Tareas por realizar:
• a. Responde estas preguntas sobre el texto acerca del poder, cada respuesta marcada como su pregunta:
(i) ¿Qué obra de Víctor Hugo se menciona?
(ii) ¿A quién decidió esconder El Vaticano?
(iii) ¿Sobre qué propuesta de ley no dijo esta boca es mía la Suprema Corte?
• b. Transcribe del texto acerca del poder el fragmento que empieza en las palabras "En México las" y termina después de "de los justiciables.".

Texto mostrado:

Gregorio Ortega Molina / La Costumbre Del Poder
La violencia es inherente al poder, y viceversa. De allí que se establecieran marcos legales para los gobiernos y los gobernados; de allí también que los débiles se acojan al “amparo” del Estado, sea éste laico o religioso. El Poder Judicial está para eso; los templos son santuarios de los desvalidos, como lo narra Víctor Hugo en Nuestra Señora de París, o guaridas, como se comprobó cuando El Vaticano decidió esconder a Paul Marcinkus, con el propósito de ocultar los escándalos financieros del Banco Ambrosiano.
En México las normas legales que confieren al Estado el uso legítimo de la violencia dejaron de acatarse, o quizá la frontera entre legalidad e ilegalidad es absolutamente tenue, porosa. Para nuestro infortunio, la Suprema Corte de Justicia de la Nación, institución cuyo deber es tutelar la observancia del cumplimiento al respeto de los derechos constitucionales, ha sido actora de actos de ilegalidad, por mostrarse incapaz de responder a su función política con inteligencia. Lo menos que puede decirse, es que el Pleno de ese alto tribunal, en conjunto, es lento para cumplir con su mandato constitucional, para zanjar diferencias y contener la violencia. En el caso de la propuesta de Ley de Seguridad Nacional no dijo esta boca es mía, cuando su obligación es estar del lado de los justiciables.

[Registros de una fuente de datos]
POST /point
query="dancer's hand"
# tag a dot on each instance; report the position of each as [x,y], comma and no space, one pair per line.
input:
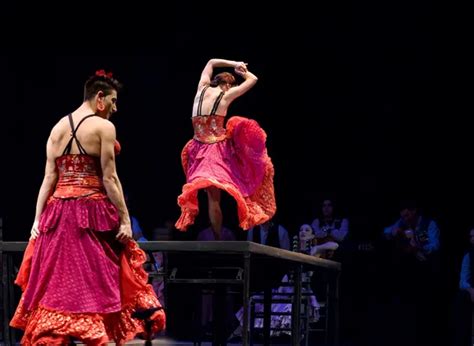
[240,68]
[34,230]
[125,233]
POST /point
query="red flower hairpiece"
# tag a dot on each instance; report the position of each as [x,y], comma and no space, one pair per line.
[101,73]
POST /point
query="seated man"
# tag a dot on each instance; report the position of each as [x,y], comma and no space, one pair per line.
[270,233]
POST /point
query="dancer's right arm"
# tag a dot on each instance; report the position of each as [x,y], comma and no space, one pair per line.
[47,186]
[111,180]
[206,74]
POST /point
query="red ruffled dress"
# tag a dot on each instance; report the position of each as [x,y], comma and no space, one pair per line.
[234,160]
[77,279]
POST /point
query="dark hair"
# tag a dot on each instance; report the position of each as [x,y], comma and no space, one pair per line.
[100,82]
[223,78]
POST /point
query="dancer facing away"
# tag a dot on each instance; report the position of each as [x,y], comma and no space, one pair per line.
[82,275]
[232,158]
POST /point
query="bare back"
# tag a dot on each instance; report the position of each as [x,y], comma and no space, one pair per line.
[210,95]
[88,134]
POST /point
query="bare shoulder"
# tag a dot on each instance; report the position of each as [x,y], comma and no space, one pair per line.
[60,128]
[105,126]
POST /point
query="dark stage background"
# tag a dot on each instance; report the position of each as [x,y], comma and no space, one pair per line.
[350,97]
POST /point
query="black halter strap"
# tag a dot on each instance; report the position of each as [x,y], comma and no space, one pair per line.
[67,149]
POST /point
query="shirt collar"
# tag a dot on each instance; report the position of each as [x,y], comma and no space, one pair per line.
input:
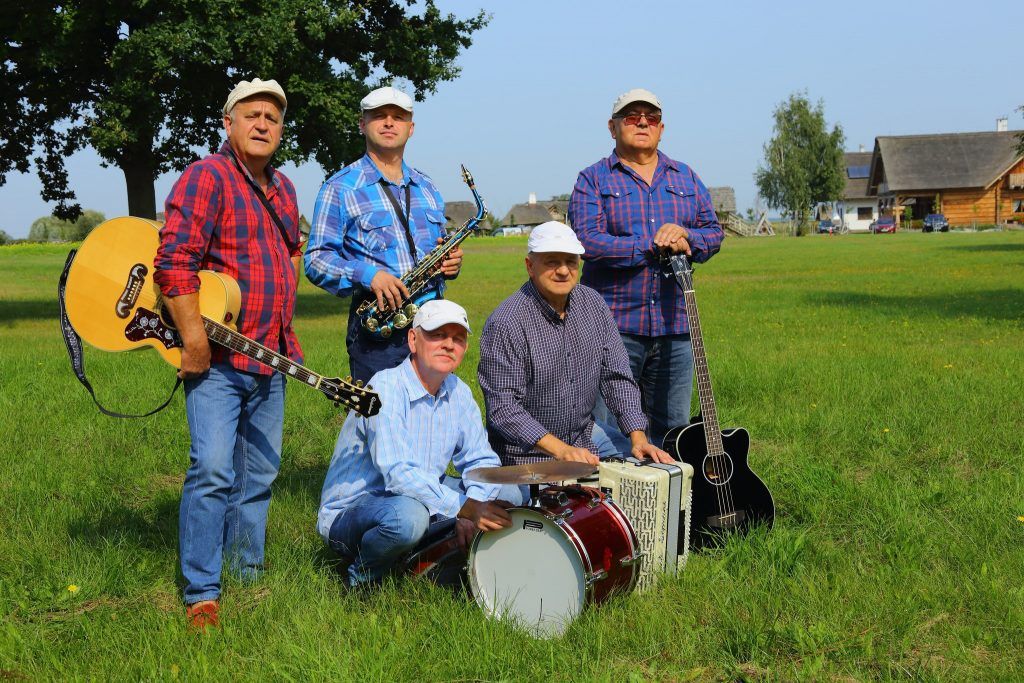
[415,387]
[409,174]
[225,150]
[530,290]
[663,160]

...

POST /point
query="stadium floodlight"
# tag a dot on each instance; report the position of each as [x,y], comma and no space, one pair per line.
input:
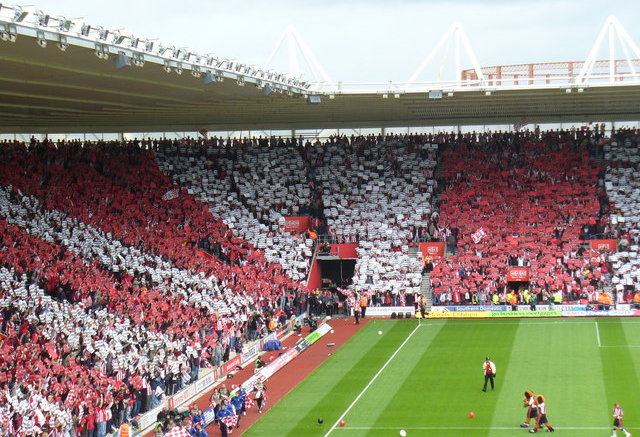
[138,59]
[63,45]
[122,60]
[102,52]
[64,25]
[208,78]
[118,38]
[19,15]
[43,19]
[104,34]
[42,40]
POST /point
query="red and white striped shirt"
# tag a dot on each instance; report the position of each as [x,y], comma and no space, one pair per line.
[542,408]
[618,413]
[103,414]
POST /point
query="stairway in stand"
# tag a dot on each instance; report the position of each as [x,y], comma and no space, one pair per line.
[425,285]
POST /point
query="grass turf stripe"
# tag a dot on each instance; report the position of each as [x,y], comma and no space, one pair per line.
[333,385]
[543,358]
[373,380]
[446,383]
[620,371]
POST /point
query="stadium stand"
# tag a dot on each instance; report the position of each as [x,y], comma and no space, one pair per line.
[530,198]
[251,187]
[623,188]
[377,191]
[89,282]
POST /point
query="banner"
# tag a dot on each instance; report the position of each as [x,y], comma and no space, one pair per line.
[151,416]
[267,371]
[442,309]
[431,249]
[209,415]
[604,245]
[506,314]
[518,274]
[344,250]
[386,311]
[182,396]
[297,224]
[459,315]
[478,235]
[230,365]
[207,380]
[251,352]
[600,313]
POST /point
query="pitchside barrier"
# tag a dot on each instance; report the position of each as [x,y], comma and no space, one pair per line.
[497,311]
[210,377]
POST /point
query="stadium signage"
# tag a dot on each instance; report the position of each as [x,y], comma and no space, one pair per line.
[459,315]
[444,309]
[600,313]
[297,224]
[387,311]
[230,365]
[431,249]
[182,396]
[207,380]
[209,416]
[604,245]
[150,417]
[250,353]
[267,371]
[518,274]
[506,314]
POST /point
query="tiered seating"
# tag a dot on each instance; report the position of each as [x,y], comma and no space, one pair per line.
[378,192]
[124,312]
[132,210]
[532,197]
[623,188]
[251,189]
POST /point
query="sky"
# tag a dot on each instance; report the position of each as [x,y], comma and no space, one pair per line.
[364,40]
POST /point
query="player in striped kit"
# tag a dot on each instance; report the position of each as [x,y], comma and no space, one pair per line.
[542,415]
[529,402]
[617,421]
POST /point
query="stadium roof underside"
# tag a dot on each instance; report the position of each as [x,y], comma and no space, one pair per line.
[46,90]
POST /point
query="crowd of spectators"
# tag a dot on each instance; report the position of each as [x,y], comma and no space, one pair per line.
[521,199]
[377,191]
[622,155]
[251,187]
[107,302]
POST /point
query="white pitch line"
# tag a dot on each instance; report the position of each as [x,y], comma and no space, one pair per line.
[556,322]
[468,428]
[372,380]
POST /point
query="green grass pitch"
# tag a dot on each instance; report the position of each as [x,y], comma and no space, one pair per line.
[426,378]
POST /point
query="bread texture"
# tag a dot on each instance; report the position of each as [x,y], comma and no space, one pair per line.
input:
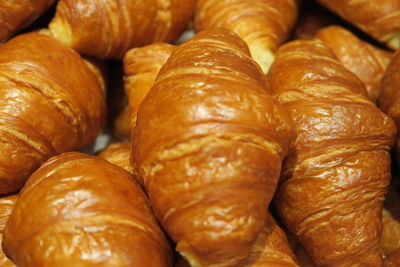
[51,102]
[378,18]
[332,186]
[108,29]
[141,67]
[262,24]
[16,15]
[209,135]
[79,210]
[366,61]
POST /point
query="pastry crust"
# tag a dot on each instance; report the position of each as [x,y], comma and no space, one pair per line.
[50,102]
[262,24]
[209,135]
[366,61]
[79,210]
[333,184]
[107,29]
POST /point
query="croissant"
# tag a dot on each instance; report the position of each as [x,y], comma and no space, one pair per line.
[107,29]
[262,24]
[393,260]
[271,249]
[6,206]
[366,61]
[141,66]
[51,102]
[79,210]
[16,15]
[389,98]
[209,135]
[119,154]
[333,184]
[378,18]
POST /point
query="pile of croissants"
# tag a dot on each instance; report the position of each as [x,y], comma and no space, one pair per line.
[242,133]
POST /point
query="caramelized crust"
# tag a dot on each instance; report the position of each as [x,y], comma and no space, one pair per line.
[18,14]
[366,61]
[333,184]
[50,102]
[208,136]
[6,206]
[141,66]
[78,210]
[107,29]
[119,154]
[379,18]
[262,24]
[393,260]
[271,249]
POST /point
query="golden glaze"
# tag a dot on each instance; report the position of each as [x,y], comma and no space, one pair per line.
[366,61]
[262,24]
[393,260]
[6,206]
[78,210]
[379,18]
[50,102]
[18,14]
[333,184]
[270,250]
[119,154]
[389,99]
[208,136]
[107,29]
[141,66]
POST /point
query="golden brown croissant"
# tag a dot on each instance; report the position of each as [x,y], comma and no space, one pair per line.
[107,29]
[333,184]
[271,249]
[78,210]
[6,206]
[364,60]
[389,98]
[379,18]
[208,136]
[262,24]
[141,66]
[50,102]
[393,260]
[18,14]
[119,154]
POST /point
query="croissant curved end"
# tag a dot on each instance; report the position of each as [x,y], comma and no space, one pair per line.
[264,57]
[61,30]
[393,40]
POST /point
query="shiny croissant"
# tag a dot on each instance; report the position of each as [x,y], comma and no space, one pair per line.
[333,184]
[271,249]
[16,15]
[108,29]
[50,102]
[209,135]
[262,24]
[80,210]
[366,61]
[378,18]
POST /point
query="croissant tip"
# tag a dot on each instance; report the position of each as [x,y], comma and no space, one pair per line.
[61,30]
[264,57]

Soluciones:
• a.
(i) Nuestra Señora de París.
(ii) A Paul Marcinkus.
(iii) Sobre la propuesta de Ley de Seguridad Nacional.

• b.
En México las normas legales que confieren al Estado el uso legítimo de la violencia dejaron de acatarse, o quizá la frontera entre legalidad e ilegalidad es absolutamente tenue, porosa. Para nuestro infortunio, la Suprema Corte de Justicia de la Nación, institución cuyo deber es tutelar la observancia del cumplimiento al respeto de los derechos constitucionales, ha sido actora de actos de ilegalidad, por mostrarse incapaz de responder a su función política con inteligencia. Lo menos que puede decirse, es que el Pleno de ese alto tribunal, en conjunto, es lento para cumplir con su mandato constitucional, para zanjar diferencias y contener la violencia. En el caso de la propuesta de Ley de Seguridad Nacional no dijo esta boca es mía, cuando su obligación es estar del lado de los justiciables.